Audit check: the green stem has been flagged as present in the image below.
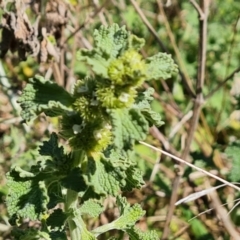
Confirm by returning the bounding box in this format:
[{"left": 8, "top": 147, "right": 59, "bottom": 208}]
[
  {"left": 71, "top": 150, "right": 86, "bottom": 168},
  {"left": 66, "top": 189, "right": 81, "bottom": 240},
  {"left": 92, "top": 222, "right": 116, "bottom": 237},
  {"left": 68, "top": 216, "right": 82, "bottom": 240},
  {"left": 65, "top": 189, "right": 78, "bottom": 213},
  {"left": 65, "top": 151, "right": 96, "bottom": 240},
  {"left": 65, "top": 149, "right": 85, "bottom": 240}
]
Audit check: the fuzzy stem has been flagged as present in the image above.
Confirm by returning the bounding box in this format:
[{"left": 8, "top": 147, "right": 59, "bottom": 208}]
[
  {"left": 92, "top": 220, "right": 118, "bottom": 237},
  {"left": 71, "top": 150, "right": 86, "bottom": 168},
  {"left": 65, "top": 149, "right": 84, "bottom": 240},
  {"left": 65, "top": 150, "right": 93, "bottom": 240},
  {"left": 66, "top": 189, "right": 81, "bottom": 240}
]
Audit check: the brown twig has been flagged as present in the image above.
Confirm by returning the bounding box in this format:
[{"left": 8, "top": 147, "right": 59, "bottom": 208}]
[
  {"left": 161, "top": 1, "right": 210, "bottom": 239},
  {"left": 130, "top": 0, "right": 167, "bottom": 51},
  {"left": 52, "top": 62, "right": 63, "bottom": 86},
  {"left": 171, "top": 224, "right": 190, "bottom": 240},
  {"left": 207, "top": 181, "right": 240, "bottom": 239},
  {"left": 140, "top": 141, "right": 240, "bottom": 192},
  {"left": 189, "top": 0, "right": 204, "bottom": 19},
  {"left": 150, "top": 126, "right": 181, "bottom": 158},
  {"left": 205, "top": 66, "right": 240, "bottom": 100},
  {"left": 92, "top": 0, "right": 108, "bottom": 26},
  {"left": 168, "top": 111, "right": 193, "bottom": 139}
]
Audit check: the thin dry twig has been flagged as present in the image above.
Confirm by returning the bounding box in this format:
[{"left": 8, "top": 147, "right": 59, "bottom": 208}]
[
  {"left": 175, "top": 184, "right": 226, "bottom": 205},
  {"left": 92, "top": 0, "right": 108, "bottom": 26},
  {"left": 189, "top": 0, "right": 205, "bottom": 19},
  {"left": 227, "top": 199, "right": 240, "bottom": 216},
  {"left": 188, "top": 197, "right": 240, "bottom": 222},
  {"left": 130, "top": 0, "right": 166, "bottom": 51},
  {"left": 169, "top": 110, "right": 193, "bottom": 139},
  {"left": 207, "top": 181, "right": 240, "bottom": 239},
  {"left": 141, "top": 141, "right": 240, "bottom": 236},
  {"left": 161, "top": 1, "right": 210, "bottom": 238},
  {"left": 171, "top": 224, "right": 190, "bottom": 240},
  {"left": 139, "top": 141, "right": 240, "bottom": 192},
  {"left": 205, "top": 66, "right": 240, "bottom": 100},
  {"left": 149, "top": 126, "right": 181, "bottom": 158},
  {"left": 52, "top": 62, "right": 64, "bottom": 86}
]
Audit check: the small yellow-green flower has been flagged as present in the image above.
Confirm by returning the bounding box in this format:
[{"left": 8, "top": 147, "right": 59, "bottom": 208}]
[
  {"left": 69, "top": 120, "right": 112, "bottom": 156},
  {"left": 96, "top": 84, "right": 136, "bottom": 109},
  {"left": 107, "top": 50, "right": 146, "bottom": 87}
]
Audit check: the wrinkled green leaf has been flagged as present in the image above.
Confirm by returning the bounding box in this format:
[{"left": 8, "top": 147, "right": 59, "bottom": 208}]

■ ■ ■ ■ ■

[What is being asked]:
Pull every line containing "been" out of the data above.

[Answer section]:
Audit check: the green stem has been flagged as present in the image below.
Audit check: the fuzzy stem has been flagged as present in the image above.
Audit check: the brown twig has been flagged as present in the image above.
Audit check: the thin dry twig has been flagged as present in the image above.
Audit check: the small yellow-green flower has been flagged as present in the image above.
Audit check: the wrinkled green leaf has been flagged as present in the image above.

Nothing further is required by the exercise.